Task prompt :: From the material below, pull out every line containing the string "shelving", matching it with case taken into account.

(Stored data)
-----

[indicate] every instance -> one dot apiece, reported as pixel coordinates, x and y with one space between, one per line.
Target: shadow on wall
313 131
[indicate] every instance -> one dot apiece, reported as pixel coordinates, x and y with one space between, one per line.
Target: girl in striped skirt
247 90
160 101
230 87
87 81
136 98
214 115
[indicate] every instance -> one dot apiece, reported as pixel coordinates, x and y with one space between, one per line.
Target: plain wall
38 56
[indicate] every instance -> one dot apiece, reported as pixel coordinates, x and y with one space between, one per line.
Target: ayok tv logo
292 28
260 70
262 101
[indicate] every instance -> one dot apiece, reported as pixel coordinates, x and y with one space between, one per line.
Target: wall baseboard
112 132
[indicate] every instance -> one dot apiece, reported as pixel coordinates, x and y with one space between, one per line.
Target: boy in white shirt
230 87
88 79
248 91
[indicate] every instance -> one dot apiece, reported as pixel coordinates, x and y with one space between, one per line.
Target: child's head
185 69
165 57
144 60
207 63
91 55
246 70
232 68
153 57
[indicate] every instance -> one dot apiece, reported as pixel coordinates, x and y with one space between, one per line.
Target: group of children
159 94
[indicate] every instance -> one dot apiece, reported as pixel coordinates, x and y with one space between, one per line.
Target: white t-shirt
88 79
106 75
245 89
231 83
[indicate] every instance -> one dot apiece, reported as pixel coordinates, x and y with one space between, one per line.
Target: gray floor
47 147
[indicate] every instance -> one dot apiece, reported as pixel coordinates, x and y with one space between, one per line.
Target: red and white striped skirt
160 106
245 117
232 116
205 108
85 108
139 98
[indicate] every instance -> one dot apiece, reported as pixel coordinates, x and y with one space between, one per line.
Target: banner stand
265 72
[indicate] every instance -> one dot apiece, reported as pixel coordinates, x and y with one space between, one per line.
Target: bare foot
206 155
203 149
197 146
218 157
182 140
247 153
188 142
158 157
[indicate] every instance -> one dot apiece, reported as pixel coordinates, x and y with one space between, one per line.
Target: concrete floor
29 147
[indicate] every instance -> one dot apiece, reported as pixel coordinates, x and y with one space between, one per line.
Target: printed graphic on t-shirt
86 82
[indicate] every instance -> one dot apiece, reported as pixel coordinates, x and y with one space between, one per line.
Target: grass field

-----

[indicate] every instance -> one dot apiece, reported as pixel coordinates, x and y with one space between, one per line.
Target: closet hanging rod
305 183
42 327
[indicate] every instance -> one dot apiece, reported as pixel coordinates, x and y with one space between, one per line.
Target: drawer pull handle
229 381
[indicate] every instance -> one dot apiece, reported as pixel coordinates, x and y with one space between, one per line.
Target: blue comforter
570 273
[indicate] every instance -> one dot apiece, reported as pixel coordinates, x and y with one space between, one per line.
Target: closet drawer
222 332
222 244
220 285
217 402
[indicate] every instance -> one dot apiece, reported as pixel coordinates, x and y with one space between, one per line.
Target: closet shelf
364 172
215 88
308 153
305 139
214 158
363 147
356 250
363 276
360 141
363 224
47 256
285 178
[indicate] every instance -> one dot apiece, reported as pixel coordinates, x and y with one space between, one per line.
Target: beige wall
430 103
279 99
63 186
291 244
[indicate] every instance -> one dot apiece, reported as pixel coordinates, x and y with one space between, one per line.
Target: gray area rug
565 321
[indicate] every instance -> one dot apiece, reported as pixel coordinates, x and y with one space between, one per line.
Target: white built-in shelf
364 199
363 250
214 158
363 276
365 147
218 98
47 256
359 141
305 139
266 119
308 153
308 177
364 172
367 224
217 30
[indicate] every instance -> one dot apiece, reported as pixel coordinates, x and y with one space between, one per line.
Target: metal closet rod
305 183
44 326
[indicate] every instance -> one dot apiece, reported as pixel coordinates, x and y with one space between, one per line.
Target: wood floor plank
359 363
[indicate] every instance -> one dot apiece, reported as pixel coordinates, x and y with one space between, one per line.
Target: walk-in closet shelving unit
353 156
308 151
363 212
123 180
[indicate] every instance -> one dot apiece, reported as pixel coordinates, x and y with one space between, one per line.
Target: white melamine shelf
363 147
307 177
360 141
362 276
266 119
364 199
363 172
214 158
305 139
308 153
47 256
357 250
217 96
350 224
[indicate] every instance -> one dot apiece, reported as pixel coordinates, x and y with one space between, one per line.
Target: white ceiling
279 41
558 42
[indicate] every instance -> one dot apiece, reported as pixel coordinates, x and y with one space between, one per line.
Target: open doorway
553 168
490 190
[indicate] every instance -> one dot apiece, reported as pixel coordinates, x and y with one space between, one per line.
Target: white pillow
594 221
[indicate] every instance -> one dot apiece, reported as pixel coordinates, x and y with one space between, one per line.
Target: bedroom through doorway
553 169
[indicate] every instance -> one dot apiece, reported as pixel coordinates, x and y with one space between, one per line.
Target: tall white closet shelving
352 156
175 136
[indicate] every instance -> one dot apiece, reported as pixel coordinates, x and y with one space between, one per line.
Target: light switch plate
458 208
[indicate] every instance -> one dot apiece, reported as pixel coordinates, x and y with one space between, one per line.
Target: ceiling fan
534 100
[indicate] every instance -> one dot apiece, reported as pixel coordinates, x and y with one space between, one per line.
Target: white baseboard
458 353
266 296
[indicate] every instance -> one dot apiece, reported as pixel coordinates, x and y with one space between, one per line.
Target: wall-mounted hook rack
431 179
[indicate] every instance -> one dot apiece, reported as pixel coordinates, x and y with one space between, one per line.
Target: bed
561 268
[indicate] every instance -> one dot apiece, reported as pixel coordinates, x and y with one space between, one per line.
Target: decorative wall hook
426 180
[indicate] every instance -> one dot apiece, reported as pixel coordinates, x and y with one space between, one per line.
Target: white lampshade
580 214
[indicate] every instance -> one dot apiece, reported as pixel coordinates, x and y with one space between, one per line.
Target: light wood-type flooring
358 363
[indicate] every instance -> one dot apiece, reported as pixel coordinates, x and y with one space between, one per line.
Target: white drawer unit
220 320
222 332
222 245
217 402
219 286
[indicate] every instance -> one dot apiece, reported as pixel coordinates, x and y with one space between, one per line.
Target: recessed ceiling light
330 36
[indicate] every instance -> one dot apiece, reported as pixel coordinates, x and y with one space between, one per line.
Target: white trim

-----

Complete response ::
Target: walk-in closet shelving unit
Target: tall white closet shelving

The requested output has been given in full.